EXERCISE PROMPT :: Copy out word for word the lines running from the one containing "Tag the white stone" up to and including the one containing "<point>90,96</point>".
-- START MATERIALS PROVIDED --
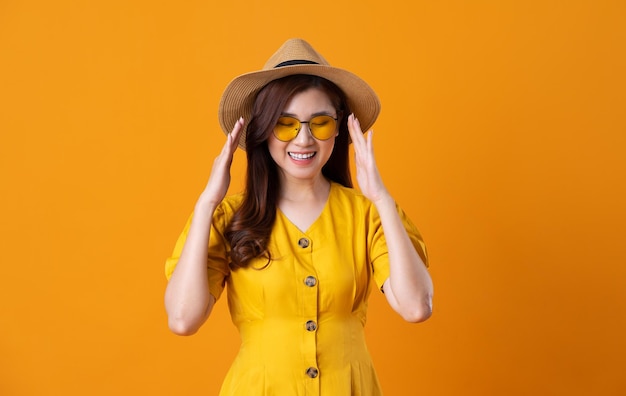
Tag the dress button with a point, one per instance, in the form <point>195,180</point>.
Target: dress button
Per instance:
<point>310,281</point>
<point>311,325</point>
<point>312,372</point>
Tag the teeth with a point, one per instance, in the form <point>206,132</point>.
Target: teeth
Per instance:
<point>301,156</point>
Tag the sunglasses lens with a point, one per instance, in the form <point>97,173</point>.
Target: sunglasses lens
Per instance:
<point>286,128</point>
<point>323,127</point>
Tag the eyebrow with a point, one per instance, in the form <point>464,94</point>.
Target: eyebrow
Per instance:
<point>312,115</point>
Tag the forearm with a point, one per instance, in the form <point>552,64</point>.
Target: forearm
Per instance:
<point>188,301</point>
<point>409,288</point>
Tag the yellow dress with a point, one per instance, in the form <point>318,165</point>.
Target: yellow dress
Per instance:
<point>301,318</point>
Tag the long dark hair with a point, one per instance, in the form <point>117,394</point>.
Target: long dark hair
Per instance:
<point>251,225</point>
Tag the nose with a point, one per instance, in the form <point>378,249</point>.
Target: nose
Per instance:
<point>304,137</point>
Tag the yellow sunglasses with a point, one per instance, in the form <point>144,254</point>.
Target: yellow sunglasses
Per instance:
<point>322,127</point>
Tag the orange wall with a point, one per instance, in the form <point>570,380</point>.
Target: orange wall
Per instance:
<point>502,134</point>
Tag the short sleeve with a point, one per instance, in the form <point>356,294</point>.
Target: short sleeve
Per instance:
<point>217,258</point>
<point>379,254</point>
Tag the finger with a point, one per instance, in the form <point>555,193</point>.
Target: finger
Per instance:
<point>233,136</point>
<point>354,127</point>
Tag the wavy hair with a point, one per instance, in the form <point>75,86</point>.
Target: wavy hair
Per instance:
<point>249,230</point>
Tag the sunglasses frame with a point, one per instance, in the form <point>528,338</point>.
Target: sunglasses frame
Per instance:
<point>299,128</point>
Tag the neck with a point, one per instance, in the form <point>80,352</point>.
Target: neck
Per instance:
<point>304,190</point>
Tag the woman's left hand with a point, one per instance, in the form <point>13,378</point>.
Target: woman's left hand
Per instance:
<point>367,174</point>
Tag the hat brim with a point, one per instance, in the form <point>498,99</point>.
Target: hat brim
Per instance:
<point>239,96</point>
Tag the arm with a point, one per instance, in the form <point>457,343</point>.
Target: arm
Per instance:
<point>188,301</point>
<point>409,288</point>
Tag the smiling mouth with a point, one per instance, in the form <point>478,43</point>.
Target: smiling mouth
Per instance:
<point>299,156</point>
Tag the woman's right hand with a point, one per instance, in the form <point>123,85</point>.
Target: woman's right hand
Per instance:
<point>219,181</point>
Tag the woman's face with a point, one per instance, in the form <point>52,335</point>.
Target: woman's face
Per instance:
<point>304,156</point>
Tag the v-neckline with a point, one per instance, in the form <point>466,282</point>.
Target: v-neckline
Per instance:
<point>317,219</point>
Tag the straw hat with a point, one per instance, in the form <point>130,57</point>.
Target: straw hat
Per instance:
<point>295,56</point>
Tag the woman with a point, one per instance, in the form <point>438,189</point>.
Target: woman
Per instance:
<point>299,248</point>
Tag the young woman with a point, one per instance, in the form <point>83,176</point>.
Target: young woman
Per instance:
<point>299,249</point>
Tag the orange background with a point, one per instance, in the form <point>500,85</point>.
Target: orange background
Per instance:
<point>502,135</point>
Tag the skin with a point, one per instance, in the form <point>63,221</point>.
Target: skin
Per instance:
<point>303,195</point>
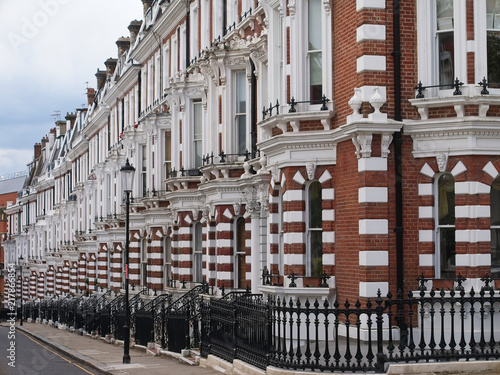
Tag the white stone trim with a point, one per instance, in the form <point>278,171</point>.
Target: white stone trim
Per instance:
<point>426,235</point>
<point>458,169</point>
<point>490,169</point>
<point>427,170</point>
<point>294,238</point>
<point>294,258</point>
<point>426,260</point>
<point>298,178</point>
<point>371,63</point>
<point>292,195</point>
<point>471,187</point>
<point>184,230</point>
<point>472,212</point>
<point>425,189</point>
<point>328,215</point>
<point>426,212</point>
<point>473,260</point>
<point>228,213</point>
<point>326,176</point>
<point>370,4</point>
<point>328,237</point>
<point>372,164</point>
<point>373,226</point>
<point>329,259</point>
<point>328,194</point>
<point>373,258</point>
<point>372,195</point>
<point>370,32</point>
<point>370,289</point>
<point>293,216</point>
<point>225,259</point>
<point>224,242</point>
<point>473,235</point>
<point>223,227</point>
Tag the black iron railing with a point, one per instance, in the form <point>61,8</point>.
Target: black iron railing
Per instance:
<point>457,84</point>
<point>431,326</point>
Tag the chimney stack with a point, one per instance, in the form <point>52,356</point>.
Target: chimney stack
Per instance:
<point>110,66</point>
<point>38,150</point>
<point>123,45</point>
<point>45,140</point>
<point>134,28</point>
<point>147,5</point>
<point>60,128</point>
<point>71,118</point>
<point>90,96</point>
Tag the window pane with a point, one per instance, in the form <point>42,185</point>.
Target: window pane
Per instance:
<point>493,14</point>
<point>493,44</point>
<point>241,97</point>
<point>242,131</point>
<point>315,208</point>
<point>446,187</point>
<point>314,48</point>
<point>447,252</point>
<point>316,253</point>
<point>198,151</point>
<point>495,253</point>
<point>446,58</point>
<point>314,25</point>
<point>445,14</point>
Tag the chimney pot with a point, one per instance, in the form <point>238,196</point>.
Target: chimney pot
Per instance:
<point>110,66</point>
<point>134,28</point>
<point>123,45</point>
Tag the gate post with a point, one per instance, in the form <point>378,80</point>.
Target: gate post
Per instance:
<point>380,334</point>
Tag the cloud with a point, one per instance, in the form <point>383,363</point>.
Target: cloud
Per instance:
<point>49,53</point>
<point>15,160</point>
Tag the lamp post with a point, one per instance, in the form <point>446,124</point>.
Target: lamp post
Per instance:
<point>21,271</point>
<point>127,173</point>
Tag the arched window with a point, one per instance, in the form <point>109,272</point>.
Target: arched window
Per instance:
<point>241,270</point>
<point>144,262</point>
<point>197,256</point>
<point>167,261</point>
<point>445,243</point>
<point>314,265</point>
<point>495,228</point>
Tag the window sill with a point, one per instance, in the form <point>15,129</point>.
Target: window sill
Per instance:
<point>483,103</point>
<point>282,121</point>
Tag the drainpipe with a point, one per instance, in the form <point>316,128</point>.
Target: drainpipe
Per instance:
<point>397,147</point>
<point>253,113</point>
<point>188,2</point>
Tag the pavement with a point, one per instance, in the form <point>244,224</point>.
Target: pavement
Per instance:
<point>107,358</point>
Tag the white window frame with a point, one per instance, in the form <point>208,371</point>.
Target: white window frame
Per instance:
<point>197,252</point>
<point>438,230</point>
<point>167,260</point>
<point>309,229</point>
<point>495,229</point>
<point>428,69</point>
<point>144,262</point>
<point>299,66</point>
<point>238,253</point>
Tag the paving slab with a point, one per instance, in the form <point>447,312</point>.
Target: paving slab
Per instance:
<point>106,357</point>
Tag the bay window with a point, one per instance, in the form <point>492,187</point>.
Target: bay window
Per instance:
<point>445,222</point>
<point>314,51</point>
<point>495,228</point>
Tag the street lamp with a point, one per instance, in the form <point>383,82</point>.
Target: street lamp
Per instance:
<point>21,271</point>
<point>127,173</point>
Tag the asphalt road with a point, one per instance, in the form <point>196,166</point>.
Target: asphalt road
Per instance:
<point>31,357</point>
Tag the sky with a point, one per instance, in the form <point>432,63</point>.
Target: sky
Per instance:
<point>50,51</point>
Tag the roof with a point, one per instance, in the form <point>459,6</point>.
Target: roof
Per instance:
<point>12,185</point>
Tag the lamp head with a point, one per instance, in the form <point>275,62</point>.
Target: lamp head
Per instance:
<point>127,173</point>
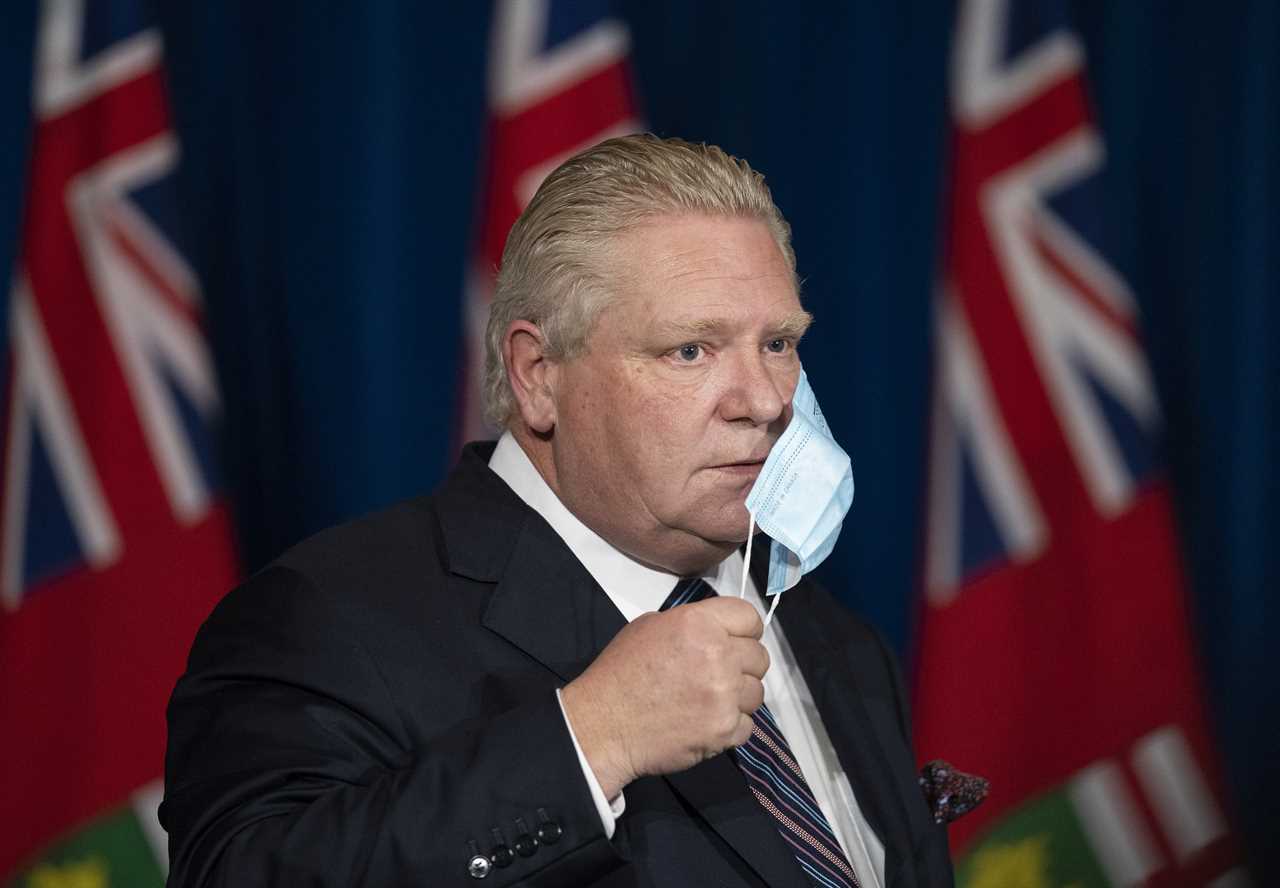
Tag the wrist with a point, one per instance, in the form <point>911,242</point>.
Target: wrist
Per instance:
<point>600,744</point>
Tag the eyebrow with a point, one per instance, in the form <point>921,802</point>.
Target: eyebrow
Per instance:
<point>792,326</point>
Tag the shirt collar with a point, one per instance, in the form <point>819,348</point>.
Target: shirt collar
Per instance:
<point>634,587</point>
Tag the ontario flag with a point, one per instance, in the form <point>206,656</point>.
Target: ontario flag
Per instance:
<point>558,83</point>
<point>1055,655</point>
<point>114,541</point>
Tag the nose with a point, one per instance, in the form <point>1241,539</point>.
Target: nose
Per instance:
<point>755,392</point>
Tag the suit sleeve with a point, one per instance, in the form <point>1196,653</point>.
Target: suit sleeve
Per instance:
<point>288,765</point>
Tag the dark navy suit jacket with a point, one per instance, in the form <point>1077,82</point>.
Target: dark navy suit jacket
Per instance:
<point>378,705</point>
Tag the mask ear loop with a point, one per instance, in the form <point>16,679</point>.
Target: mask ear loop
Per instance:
<point>773,607</point>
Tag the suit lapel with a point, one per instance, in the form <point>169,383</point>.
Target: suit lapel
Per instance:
<point>548,605</point>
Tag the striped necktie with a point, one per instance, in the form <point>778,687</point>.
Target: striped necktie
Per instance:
<point>773,777</point>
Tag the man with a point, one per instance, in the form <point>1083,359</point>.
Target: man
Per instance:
<point>483,685</point>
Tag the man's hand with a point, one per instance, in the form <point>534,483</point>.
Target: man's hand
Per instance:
<point>671,690</point>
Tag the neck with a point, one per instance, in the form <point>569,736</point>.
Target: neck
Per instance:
<point>663,549</point>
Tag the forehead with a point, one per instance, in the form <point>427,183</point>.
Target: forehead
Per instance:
<point>684,268</point>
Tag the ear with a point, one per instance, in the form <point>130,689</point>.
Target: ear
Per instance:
<point>530,371</point>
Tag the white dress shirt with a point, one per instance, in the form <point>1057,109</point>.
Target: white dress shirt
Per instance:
<point>638,589</point>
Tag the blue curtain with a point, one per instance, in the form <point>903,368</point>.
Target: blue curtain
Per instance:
<point>330,166</point>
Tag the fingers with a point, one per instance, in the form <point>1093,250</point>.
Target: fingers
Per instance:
<point>735,616</point>
<point>750,657</point>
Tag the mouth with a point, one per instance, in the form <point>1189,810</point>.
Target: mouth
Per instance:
<point>744,467</point>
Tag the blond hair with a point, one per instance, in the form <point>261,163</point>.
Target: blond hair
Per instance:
<point>552,274</point>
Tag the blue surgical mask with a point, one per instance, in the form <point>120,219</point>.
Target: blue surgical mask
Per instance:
<point>803,493</point>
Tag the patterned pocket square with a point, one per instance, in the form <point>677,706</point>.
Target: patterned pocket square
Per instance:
<point>951,792</point>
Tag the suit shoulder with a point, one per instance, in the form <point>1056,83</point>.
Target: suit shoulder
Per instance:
<point>387,544</point>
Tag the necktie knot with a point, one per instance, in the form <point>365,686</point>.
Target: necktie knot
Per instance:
<point>691,589</point>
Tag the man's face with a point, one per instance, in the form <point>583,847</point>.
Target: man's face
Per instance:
<point>663,424</point>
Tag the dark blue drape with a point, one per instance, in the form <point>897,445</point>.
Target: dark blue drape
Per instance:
<point>330,166</point>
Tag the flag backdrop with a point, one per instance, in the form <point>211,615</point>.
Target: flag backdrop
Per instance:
<point>332,177</point>
<point>1054,591</point>
<point>558,82</point>
<point>114,541</point>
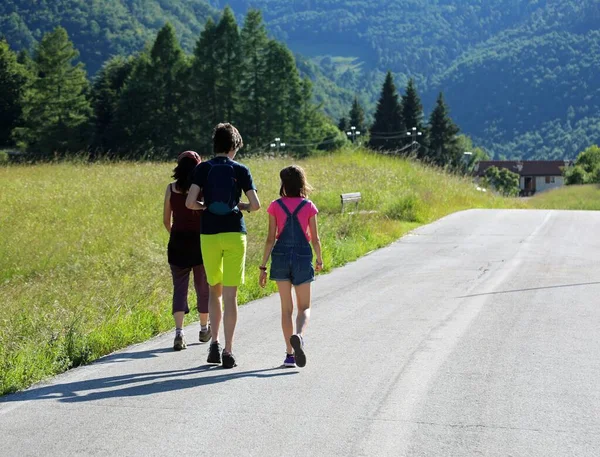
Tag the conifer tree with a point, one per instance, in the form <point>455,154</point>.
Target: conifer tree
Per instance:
-- END MATERIALS PROVIDED --
CORRECT RESPONSE ::
Tag the white stone trim with a point, one per instance, in the form <point>278,171</point>.
Target: white stone trim
Per instance:
<point>426,235</point>
<point>458,169</point>
<point>490,169</point>
<point>427,170</point>
<point>294,238</point>
<point>294,258</point>
<point>426,260</point>
<point>298,178</point>
<point>371,63</point>
<point>292,195</point>
<point>471,187</point>
<point>184,230</point>
<point>472,212</point>
<point>425,189</point>
<point>328,215</point>
<point>426,212</point>
<point>473,260</point>
<point>228,213</point>
<point>326,176</point>
<point>370,4</point>
<point>328,237</point>
<point>372,164</point>
<point>373,226</point>
<point>329,259</point>
<point>328,194</point>
<point>373,258</point>
<point>372,195</point>
<point>370,32</point>
<point>370,289</point>
<point>293,216</point>
<point>225,259</point>
<point>224,242</point>
<point>473,235</point>
<point>223,227</point>
Tag the black iron railing with a point, one per instance, in the form <point>61,8</point>.
Target: black iron railing
Per instance:
<point>457,84</point>
<point>431,326</point>
Tag the chimney stack with a point, one per instance, in the form <point>52,356</point>.
Target: chimney stack
Per instance:
<point>110,66</point>
<point>38,150</point>
<point>123,45</point>
<point>45,140</point>
<point>134,28</point>
<point>147,5</point>
<point>60,128</point>
<point>71,118</point>
<point>90,96</point>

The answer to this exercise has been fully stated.